## Problem to work on
In the entries that follow, identify the line containing "find the blurred" and return it together with all later lines, exactly as they appear.

## Exercise data
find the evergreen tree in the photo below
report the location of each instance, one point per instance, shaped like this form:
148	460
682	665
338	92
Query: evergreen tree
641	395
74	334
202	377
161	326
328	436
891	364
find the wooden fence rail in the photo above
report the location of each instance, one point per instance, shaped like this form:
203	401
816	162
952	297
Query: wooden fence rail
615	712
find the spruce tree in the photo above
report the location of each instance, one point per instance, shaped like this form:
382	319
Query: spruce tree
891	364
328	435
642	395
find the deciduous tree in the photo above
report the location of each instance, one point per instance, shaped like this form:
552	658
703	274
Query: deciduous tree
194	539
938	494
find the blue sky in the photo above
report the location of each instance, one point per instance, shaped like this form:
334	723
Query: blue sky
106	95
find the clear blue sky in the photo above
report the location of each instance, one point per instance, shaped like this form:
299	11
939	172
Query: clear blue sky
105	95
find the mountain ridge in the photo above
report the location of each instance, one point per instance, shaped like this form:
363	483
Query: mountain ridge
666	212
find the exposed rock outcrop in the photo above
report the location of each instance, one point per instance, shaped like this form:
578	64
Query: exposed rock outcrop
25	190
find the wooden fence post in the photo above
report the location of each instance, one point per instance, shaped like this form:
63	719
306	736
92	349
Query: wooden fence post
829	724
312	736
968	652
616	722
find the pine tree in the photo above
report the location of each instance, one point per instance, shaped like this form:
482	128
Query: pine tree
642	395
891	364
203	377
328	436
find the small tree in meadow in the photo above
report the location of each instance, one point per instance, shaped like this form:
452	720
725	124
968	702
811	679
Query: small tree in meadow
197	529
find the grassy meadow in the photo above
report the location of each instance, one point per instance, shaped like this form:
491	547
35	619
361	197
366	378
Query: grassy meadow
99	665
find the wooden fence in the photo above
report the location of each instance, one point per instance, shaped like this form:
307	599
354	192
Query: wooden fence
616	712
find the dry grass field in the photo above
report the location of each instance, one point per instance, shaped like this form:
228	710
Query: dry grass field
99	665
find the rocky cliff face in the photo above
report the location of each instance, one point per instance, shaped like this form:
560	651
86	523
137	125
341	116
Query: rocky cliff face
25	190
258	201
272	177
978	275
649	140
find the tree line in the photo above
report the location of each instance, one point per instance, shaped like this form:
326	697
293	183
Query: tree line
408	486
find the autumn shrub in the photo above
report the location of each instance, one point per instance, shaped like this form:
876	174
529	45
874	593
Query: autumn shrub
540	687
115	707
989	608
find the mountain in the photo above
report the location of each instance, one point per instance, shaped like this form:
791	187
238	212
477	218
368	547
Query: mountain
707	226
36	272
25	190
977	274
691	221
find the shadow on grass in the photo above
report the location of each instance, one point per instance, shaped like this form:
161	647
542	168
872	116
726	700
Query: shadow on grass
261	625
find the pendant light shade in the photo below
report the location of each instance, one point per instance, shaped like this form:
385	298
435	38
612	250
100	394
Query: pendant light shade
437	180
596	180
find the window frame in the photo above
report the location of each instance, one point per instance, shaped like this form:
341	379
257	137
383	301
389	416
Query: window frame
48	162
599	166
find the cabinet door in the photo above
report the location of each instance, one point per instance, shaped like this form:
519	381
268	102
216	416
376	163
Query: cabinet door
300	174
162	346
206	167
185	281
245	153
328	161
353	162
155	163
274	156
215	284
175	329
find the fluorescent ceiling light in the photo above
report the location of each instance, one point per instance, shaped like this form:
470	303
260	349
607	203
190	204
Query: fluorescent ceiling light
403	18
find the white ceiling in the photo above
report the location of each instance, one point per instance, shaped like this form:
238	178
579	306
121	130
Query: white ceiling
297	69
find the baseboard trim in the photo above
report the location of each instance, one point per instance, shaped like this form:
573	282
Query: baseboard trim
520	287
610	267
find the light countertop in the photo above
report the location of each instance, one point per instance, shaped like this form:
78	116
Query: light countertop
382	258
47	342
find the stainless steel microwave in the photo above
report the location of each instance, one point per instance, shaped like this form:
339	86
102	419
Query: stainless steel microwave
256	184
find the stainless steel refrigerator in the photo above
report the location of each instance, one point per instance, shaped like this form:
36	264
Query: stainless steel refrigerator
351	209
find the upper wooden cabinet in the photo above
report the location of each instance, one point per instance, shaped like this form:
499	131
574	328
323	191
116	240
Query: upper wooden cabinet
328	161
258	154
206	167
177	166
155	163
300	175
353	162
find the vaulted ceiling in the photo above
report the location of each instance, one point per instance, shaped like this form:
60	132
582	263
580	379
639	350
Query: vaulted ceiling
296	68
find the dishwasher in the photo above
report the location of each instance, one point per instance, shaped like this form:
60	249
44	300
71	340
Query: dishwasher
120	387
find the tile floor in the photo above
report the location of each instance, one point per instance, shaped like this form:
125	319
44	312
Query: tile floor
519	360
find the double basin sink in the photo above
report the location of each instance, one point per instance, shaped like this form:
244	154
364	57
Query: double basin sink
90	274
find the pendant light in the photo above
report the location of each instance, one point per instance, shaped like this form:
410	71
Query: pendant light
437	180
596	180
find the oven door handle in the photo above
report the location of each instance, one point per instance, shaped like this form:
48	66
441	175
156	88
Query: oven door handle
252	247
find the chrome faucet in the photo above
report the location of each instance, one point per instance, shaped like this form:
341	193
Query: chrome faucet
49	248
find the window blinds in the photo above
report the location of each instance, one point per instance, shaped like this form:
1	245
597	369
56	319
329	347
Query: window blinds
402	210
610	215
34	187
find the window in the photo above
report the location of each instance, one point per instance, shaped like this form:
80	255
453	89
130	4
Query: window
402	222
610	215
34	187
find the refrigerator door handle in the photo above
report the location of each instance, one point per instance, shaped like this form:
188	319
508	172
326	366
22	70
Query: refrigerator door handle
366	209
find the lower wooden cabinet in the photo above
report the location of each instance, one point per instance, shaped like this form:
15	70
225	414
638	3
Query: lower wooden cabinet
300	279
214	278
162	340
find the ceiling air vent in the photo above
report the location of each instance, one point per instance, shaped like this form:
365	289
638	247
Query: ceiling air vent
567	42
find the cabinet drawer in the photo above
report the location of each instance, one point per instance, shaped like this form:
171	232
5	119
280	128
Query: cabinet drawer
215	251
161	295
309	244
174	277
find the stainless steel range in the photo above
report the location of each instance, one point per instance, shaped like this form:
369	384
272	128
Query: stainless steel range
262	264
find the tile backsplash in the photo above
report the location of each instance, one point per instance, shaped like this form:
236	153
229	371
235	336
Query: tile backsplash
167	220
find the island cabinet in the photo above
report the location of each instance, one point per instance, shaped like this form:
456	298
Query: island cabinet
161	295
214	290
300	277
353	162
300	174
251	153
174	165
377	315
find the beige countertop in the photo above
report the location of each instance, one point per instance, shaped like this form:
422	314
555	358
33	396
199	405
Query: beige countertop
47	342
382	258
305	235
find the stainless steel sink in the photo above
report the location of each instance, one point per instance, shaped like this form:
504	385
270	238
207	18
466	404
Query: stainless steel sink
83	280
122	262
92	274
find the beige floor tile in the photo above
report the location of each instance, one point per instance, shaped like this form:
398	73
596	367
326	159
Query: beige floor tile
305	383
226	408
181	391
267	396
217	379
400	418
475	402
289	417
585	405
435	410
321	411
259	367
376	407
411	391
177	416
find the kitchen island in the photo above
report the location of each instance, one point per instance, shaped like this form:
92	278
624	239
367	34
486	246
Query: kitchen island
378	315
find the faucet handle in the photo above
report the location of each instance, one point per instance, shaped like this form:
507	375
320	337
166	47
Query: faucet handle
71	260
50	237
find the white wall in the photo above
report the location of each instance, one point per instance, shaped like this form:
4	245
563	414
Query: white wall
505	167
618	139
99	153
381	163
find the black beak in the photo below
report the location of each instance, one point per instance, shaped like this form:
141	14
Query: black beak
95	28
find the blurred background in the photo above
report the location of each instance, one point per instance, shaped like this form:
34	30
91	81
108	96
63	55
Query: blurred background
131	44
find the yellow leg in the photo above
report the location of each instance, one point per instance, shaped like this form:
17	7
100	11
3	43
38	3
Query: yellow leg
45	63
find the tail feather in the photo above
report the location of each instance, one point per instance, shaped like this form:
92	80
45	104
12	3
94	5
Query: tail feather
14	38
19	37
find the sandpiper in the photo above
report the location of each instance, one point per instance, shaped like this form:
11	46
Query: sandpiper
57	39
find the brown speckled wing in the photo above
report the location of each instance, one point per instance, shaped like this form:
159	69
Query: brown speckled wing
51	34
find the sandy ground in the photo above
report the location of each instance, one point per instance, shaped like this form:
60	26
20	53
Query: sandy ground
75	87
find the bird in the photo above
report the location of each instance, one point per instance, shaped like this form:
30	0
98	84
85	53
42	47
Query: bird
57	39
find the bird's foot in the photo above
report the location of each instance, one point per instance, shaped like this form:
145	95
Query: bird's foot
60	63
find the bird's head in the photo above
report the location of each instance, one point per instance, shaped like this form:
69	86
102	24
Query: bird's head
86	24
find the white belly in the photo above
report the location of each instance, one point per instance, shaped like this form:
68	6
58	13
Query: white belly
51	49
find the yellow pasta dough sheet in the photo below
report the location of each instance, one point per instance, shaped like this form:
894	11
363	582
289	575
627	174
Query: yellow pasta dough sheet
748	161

## Output below
find the blurred background in the photo above
report the location of each instance, one point per instance, shaped like this form:
34	30
91	81
108	96
63	55
Query: blurred background
131	44
find the yellow leg in the photo above
report the location of each instance, one point per instance, shaped like this form:
17	7
100	11
3	43
38	3
Query: yellow leg
45	63
find the tail feather in the photo above
report the location of each instance, one point per instance, shaped like this form:
92	80
45	104
12	3
94	5
Query: tail feather
14	38
19	37
find the sandpiper in the photo above
report the location of each instance, one point per instance, shaped like this form:
11	46
Query: sandpiper
57	39
find the brown speckled wing in the photo above
report the location of each instance, one point per instance, shaped like this form:
159	69
Query: brown speckled wing
51	34
find the sandy ground in the photo above
report the location of each instance, one point per instance, shaped like this form:
60	26
20	53
Query: sandy ground
75	87
find the bird in the photo above
report the location of each instance, one point per instance, shaped like this form:
30	0
98	84
85	53
42	47
Query: bird
57	39
find the bird's foot in the photo above
report the location of each instance, one point per instance, shaped like this form:
145	95
Query: bird's foot
60	63
find the bird's head in the photo above
report the location of each instance, one point per instance, shaped like this form:
69	86
102	24
Query: bird's head
86	24
find the white belly in the photo above
report the location of each instance, one point per instance, shaped like this form:
68	6
58	13
Query: white belly
51	49
find the yellow pasta dough sheet in the photo below
report the location of each instance, one point per instance, shaped like this form:
894	11
363	582
289	575
627	174
Query: yellow pasta dough sheet
748	161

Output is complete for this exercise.